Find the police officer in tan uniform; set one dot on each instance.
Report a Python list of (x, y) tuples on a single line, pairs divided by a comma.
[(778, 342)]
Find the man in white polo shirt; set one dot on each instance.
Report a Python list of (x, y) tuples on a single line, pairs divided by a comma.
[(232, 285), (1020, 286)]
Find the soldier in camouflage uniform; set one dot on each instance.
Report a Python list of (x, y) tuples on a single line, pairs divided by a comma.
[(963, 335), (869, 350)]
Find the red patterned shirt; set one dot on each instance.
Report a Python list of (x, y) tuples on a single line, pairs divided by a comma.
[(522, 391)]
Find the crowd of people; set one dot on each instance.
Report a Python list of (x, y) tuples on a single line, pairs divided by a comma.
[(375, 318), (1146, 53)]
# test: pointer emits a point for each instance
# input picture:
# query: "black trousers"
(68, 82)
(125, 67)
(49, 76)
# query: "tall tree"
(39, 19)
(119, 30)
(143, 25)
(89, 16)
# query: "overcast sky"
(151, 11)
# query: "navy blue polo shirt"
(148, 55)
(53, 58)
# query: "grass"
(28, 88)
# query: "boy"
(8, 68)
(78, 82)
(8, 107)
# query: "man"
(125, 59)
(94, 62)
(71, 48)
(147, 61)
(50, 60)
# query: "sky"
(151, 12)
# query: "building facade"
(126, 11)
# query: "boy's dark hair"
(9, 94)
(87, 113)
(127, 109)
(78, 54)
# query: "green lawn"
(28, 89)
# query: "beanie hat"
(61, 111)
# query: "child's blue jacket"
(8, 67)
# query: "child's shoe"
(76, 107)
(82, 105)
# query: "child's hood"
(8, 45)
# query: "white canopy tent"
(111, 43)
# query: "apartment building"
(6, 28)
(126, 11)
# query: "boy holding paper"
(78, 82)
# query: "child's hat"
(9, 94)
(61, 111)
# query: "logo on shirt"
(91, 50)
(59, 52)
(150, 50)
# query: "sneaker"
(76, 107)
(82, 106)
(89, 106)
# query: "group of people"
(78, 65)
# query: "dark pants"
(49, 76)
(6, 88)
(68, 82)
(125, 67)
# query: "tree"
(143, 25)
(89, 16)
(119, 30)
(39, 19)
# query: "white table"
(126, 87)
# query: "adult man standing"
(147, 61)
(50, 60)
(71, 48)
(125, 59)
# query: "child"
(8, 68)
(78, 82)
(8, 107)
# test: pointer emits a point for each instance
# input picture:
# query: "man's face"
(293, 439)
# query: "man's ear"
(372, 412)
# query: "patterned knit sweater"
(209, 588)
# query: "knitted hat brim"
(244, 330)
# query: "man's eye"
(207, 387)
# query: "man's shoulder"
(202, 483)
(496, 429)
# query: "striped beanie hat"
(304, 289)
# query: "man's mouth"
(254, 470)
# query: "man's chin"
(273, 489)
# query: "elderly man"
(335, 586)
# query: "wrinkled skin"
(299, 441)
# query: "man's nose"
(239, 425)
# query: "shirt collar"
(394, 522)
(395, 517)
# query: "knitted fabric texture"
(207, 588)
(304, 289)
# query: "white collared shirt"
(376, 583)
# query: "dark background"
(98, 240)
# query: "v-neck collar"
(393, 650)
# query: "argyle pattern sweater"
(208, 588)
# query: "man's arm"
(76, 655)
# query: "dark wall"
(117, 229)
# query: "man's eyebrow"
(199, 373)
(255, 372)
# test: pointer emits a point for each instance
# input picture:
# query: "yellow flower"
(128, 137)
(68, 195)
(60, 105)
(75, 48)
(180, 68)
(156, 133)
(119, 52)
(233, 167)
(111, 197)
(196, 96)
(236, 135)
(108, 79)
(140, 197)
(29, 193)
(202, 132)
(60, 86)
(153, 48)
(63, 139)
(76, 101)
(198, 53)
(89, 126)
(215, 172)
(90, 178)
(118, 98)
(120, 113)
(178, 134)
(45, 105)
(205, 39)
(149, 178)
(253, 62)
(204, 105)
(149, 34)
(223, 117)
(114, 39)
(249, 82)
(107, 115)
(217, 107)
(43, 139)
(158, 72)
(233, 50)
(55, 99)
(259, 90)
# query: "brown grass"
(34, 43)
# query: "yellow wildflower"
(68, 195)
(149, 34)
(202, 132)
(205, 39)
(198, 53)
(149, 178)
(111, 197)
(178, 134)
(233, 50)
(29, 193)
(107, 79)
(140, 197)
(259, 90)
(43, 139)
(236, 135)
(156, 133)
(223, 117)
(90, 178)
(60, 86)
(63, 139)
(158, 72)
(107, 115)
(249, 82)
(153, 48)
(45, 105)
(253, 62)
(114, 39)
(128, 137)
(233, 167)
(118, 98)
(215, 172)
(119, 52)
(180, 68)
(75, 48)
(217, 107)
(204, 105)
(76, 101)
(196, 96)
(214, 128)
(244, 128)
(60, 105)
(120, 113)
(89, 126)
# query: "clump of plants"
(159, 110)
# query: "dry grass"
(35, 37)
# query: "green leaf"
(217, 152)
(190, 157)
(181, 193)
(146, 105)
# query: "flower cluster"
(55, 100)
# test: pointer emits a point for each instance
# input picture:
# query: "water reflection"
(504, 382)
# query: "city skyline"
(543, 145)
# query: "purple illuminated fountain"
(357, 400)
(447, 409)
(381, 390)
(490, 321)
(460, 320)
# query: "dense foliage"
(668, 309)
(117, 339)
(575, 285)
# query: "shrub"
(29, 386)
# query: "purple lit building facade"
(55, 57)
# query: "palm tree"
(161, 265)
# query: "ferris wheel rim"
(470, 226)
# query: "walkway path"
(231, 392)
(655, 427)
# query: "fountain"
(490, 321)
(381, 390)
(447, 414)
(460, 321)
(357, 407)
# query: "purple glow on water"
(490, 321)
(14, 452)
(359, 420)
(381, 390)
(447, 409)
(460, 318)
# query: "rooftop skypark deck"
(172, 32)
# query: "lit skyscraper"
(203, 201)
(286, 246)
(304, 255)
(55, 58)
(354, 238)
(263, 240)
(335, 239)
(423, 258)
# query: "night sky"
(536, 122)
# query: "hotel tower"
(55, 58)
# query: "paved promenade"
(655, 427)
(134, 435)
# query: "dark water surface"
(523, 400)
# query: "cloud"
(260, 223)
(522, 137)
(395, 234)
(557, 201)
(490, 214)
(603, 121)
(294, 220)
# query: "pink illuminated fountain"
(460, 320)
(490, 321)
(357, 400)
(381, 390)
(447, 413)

=====

*BRIEF:*
Please reproduce each record precisely as written.

*REPLY:*
Find the police officer in tan uniform; set one dot on each instance.
Report a Python list of (x, y) tuples on a single line, pairs divided by a comma.
[(778, 342)]
Find the man in white polo shirt; set one dot on each instance.
Report a Python list of (x, y) tuples on a single line, pairs divided by a comma.
[(232, 285), (1020, 286)]
Find the soldier in camouflage uniform; set one dot on each instance.
Report a Python list of (x, y) tuples on a single line, pairs divided by a comma.
[(963, 335), (869, 350)]
Find the red patterned shirt; set one dot on each instance.
Report a Python list of (x, y) tuples on a single line, pairs divided by a comma.
[(522, 391)]
Find the crowd of people; set one dot on each instance.
Report a Python list of (x, y) tuples on a single line, pairs divided by a comma.
[(375, 318), (1146, 53)]
# test: pointer emits a point for each instance
# input picture:
# query: "black trousers"
(68, 82)
(125, 67)
(49, 76)
# query: "tall tree"
(39, 19)
(119, 30)
(143, 25)
(89, 16)
# query: "overcast sky"
(151, 11)
# query: "navy blue polo shirt"
(148, 55)
(53, 58)
# query: "grass"
(28, 88)
# query: "boy"
(8, 68)
(78, 82)
(8, 107)
# query: "man"
(125, 59)
(94, 62)
(71, 48)
(147, 61)
(50, 60)
# query: "sky"
(151, 12)
# query: "building facade"
(126, 11)
# query: "boy's dark hair"
(9, 94)
(87, 113)
(127, 109)
(78, 54)
# query: "green lawn"
(28, 89)
# query: "beanie hat"
(61, 111)
# query: "child's blue jacket"
(8, 67)
# query: "child's shoe"
(76, 107)
(82, 105)
# query: "child's hood"
(8, 45)
# query: "white canopy tent"
(111, 43)
# query: "apartment building"
(6, 28)
(126, 11)
# query: "boy holding paper"
(78, 82)
# query: "child's hat"
(9, 94)
(61, 111)
# query: "logo on shirt"
(91, 50)
(59, 52)
(150, 50)
# query: "sneaker"
(76, 107)
(82, 106)
(89, 106)
# query: "group of people"
(78, 65)
# query: "dark pants"
(49, 76)
(6, 88)
(68, 82)
(125, 67)
# query: "tree"
(143, 25)
(89, 16)
(119, 30)
(39, 19)
# query: "white table"
(126, 87)
# query: "adult man standing"
(147, 61)
(50, 60)
(71, 48)
(125, 59)
# query: "child"
(8, 68)
(78, 82)
(8, 107)
# test: pointer emits a point for each instance
# input picture:
# query: "man's face"
(293, 439)
# query: "man's ear"
(372, 412)
# query: "patterned knit sweater"
(209, 588)
# query: "knitted hat brim"
(244, 330)
# query: "man's eye"
(207, 387)
# query: "man's shoulder"
(202, 483)
(496, 429)
# query: "striped beanie hat"
(304, 289)
# query: "man's mouth"
(254, 470)
# query: "man's chin"
(273, 489)
# query: "elderly man"
(335, 586)
# query: "wrinkled skin"
(299, 441)
# query: "man's nose"
(239, 425)
# query: "shirt collar"
(394, 522)
(395, 517)
# query: "knitted fabric texture"
(207, 588)
(304, 289)
# query: "white collared shirt"
(376, 583)
# query: "dark background"
(98, 240)
# query: "v-neck collar"
(393, 650)
# query: "argyle pattern sweater"
(208, 588)
# query: "man's arm"
(76, 655)
# query: "dark wall"
(117, 229)
# query: "man's eyebrow"
(199, 373)
(255, 372)
# test: pointer emits a point for each instance
# input picture:
# query: "yellow flower"
(128, 137)
(68, 195)
(60, 105)
(75, 48)
(180, 68)
(156, 133)
(119, 52)
(233, 167)
(111, 197)
(196, 96)
(236, 135)
(108, 79)
(140, 197)
(29, 193)
(202, 132)
(60, 86)
(153, 48)
(63, 139)
(76, 101)
(198, 53)
(89, 126)
(215, 172)
(90, 178)
(118, 98)
(120, 113)
(178, 134)
(45, 105)
(205, 39)
(149, 178)
(253, 62)
(204, 105)
(149, 34)
(223, 117)
(114, 39)
(249, 82)
(107, 115)
(217, 107)
(43, 139)
(158, 72)
(233, 50)
(55, 99)
(259, 90)
# query: "brown grass"
(34, 43)
# query: "yellow wildflower"
(68, 195)
(149, 34)
(202, 132)
(205, 39)
(198, 53)
(149, 178)
(111, 197)
(178, 134)
(233, 50)
(29, 193)
(107, 79)
(140, 197)
(259, 90)
(43, 139)
(236, 135)
(156, 133)
(223, 117)
(90, 178)
(60, 86)
(63, 139)
(158, 72)
(107, 115)
(249, 82)
(153, 48)
(45, 105)
(253, 62)
(114, 39)
(128, 137)
(233, 167)
(118, 98)
(215, 172)
(119, 52)
(180, 68)
(75, 48)
(217, 107)
(204, 105)
(76, 101)
(196, 96)
(214, 128)
(244, 128)
(60, 105)
(120, 113)
(89, 126)
# query: "clump of plants"
(159, 110)
# query: "dry grass"
(35, 37)
# query: "green leaf"
(217, 152)
(190, 157)
(181, 193)
(146, 105)
# query: "flower cluster"
(55, 100)
# test: pointer emits a point for each instance
# input picture:
# query: "water reflection"
(504, 382)
# query: "city skyline"
(543, 145)
# query: "purple illuminated fountain"
(357, 400)
(447, 409)
(381, 390)
(490, 321)
(460, 320)
# query: "dense foliage"
(668, 309)
(117, 339)
(575, 285)
# query: "shrub"
(29, 386)
# query: "purple lit building facade"
(55, 57)
# query: "palm tree"
(161, 265)
# query: "ferris wheel rim"
(470, 226)
# query: "walkway path"
(231, 392)
(655, 427)
# query: "fountain"
(490, 321)
(381, 390)
(447, 414)
(460, 321)
(357, 407)
# query: "purple glow on water"
(490, 321)
(14, 452)
(359, 420)
(381, 390)
(447, 409)
(460, 318)
# query: "rooftop skypark deck"
(172, 32)
# query: "lit skyscraper"
(203, 201)
(286, 246)
(304, 255)
(55, 58)
(354, 238)
(263, 240)
(335, 239)
(423, 258)
# query: "night sky"
(536, 122)
# query: "hotel tower"
(55, 58)
# query: "paved promenade"
(655, 427)
(134, 435)
# query: "dark water surface"
(523, 400)
# query: "cloud"
(260, 223)
(522, 137)
(395, 234)
(557, 201)
(490, 214)
(603, 121)
(294, 220)
# query: "pink illuminated fountain"
(460, 320)
(490, 321)
(357, 400)
(381, 390)
(447, 413)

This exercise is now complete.